» TASKS TO COMPLETE
(a) In the list of the best novels of 2014, which book made the top 10 on contributors' votes even though the writer says he hasn't read it?
(b) Extend the list of the best novels of 2014, picking up after its last sentence.

Start of EXCERPT TO READ

Written by: Matt Molgaard
What novels scored big with readers this year? Truth is, that’s a tough question to answer, as we all seem to be looking for something a little different. However, we can definitely let you in on the books that really won us over. The following are the 10 best novels released in 2014, as voted on by myself and a number of our contributors!
10 Sergey Kuznetsov – Butterfly Skin
Verdict: Butterfly Skin reads, at times, like a vintage giallo picture… mixed with a little Girl Who Kicked the Hornets Nest. It’s wonderfully written and about as addictive as I imagine crack being. A stunning story that delivers tons of chills, the novel is about as disturbing as they come. Reviews of the novel seem to be a bit mixed, but lovers of the extreme are going to dig this one quite a bit.
09 Benedict Ashforth – Abbot’s Keep
Verdict: Benedict Ashforth’s creepy ghost story, Abbot’s Keep remains a severely underrated piece of work. It’s quite unsettling, and stands out when compared to other haunted house tales, which is essentially what the story boils down to. At least on the surface, right? Read it, ASAP!
08 Sean Munger – Zombie Rebellion
Verdict: How the hell can we be so hypocritical as to include a zombie novel when we’ve made it clear that we’re not onboard with the zombie movement? To be honest, I can’t really tell you… well, at least not about the story. I haven’t read it. However, a number of our contributors have, and this one earned enough votes to slide comfortably into the top 10 of the year. Perhaps I’ll have to betray my own stubborn insistence on avoiding books centered on the undead, and give this one a go.

End of EXCERPT TO READ
Start of DATA UNDER STUDY

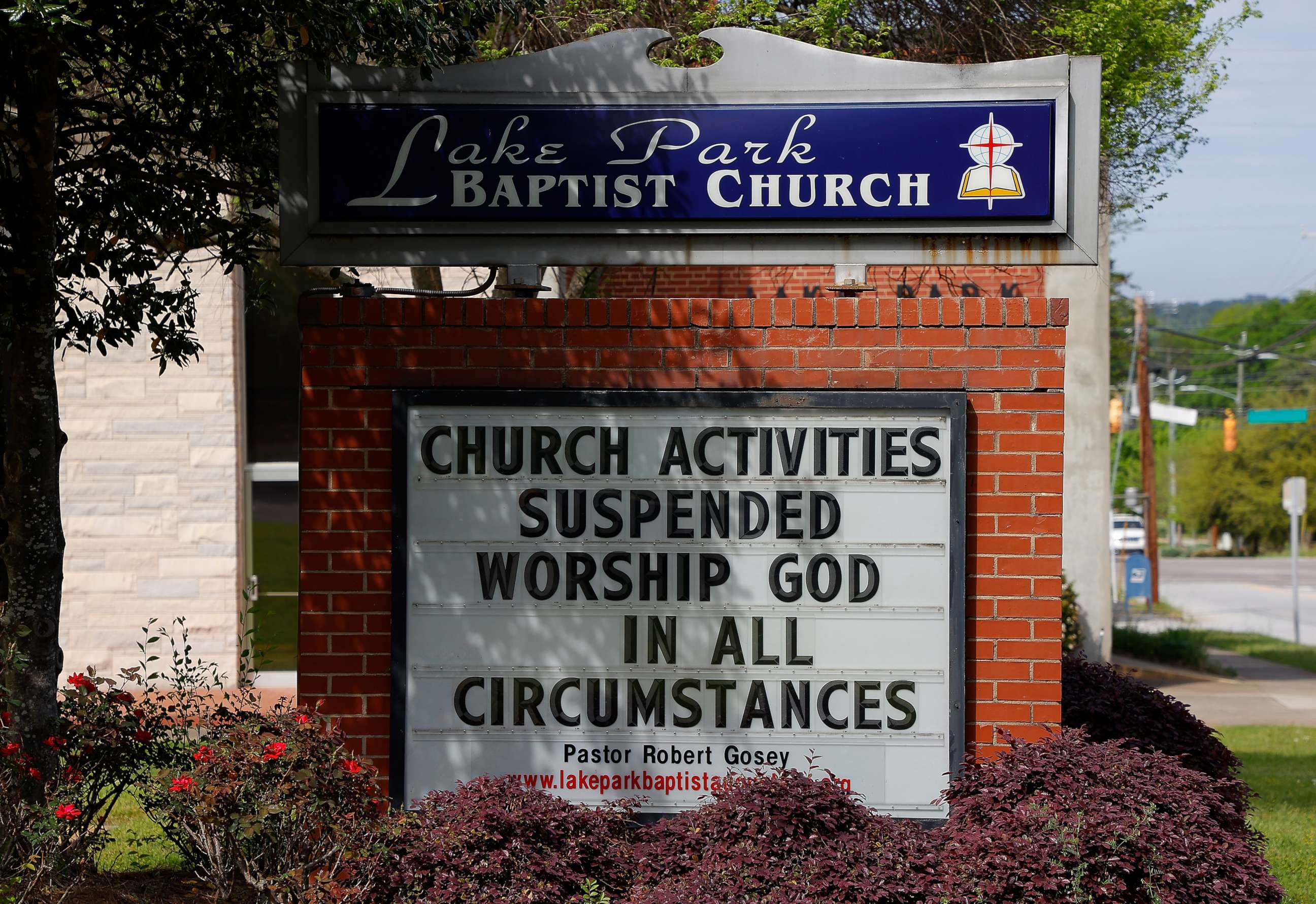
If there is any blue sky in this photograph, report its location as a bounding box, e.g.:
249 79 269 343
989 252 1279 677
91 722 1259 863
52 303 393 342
1112 0 1316 303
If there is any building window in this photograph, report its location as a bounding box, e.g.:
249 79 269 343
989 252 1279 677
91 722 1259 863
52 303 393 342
242 256 331 684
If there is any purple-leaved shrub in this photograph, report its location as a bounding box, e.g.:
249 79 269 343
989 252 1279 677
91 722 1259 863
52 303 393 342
1061 657 1252 815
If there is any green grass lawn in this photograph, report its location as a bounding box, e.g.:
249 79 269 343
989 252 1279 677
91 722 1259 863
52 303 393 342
1220 725 1316 904
96 793 183 873
1195 630 1316 671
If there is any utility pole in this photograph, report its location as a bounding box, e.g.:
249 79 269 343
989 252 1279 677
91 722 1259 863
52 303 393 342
1133 295 1158 612
1166 367 1179 546
1234 330 1247 424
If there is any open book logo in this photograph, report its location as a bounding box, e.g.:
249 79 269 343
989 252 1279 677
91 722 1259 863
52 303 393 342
960 113 1024 211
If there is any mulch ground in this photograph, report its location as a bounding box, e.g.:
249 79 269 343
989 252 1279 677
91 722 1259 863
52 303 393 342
46 870 258 904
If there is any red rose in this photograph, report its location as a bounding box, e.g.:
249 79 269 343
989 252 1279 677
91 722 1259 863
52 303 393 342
64 671 96 691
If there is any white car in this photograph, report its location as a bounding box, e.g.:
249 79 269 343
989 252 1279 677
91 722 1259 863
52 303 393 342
1111 512 1146 553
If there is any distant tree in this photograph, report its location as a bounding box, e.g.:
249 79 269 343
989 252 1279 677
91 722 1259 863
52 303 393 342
484 0 1258 216
1178 400 1316 553
0 0 516 789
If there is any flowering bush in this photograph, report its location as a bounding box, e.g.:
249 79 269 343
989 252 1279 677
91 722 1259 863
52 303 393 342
1061 657 1252 815
0 670 163 900
371 777 633 904
147 704 384 904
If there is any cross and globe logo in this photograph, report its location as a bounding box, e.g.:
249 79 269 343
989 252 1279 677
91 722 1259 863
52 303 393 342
960 113 1024 211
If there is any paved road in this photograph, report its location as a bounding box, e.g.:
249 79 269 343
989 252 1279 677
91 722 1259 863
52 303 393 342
1125 650 1316 728
1161 558 1316 643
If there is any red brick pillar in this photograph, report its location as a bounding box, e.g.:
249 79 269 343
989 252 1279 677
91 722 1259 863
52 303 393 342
298 298 1069 789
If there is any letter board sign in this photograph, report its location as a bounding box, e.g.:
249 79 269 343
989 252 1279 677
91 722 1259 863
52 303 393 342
391 391 965 819
280 29 1099 265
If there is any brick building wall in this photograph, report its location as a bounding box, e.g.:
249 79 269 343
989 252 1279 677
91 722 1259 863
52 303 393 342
298 295 1069 789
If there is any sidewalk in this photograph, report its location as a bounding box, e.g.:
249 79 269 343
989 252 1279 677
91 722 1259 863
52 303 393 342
1114 649 1316 728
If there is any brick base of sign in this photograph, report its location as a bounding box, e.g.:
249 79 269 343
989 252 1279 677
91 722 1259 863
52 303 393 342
298 296 1069 789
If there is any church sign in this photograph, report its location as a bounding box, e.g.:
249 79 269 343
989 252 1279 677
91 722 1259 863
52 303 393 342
391 390 965 819
280 29 1099 265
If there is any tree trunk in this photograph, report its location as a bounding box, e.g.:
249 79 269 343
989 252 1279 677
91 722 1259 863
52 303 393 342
0 35 66 775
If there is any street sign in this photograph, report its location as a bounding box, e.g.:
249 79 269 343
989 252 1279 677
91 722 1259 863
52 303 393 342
1152 401 1198 426
1283 478 1307 517
1124 553 1152 600
1247 408 1307 424
279 27 1100 266
389 391 965 819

End of DATA UNDER STUDY

» RESULTS OF THE TASKS
(a) Zombie Rebellion by Sean Munger

(b)
07 Hunter Shea – The Montauk Monster
Verdict: It was insanely tough figuring exactly where to rank The Montauk Monster. At the end of the day, perhaps it doesn’t matter. Hunter Shea had a stunning year, and he’s pulling in the kind of recognition he deserves. The Montauk Monster was one of two novels released by Shea in 2014, and while it is a truly crazy story (about killer creatures crafted from different parts of different animals), it’s a major, major charmer that echoes vintage Stephen King. We know you hear that comparison all the time, but in this case, it’s actually true!
06 Eric Red – It Waits Below
Verdict: Aquatic shockers seem few and far between, but in 2014 Eric Red gifted us a beauty with It Waits Below. This one has a little bit of everything, but the claustrophic nature of the tail, and the balls-to-the-wall conclusion help push it into near uncharted territory. Red is a beast!
05 Matthew Gillies – The Electric Coma Dream
Verdict: Matthew Gillies’ The Electric Coma Dream is strange, fantastical and at times, extremely relatable. It could be described as a complex examination of human growth, and it could be described as something entirely darker. Regardless, it was a blast of a read that has yet to turn the heads it deserves to turn.
04 Stephen King – Revival
Verdict: Revival caught a lot of flack from a lot of readers. One of the biggest complaints we’ve come across is the fact that the novel is too tame, and lacks the explosive moments King is known for delivering. We say to hell with those complaints, Revival makes for a rich read with some of the legendary author’s stronger recent character creations. It’s certainly worth your time!
03 John Everson – The Family Tree
Verdict: It didn’t seem likely that Bram Stoker winner John Everson could infuse his patented eroticism in a book titled The Family Tree. He did. He did so wonderfully, in fact. This is a crazy, crazy engaging story that leads readers down an exciting but unexpected path. Awesome characters, awesome conflict, awesome setup, awesome execution. Yeah, it’s pretty awesome, so we say!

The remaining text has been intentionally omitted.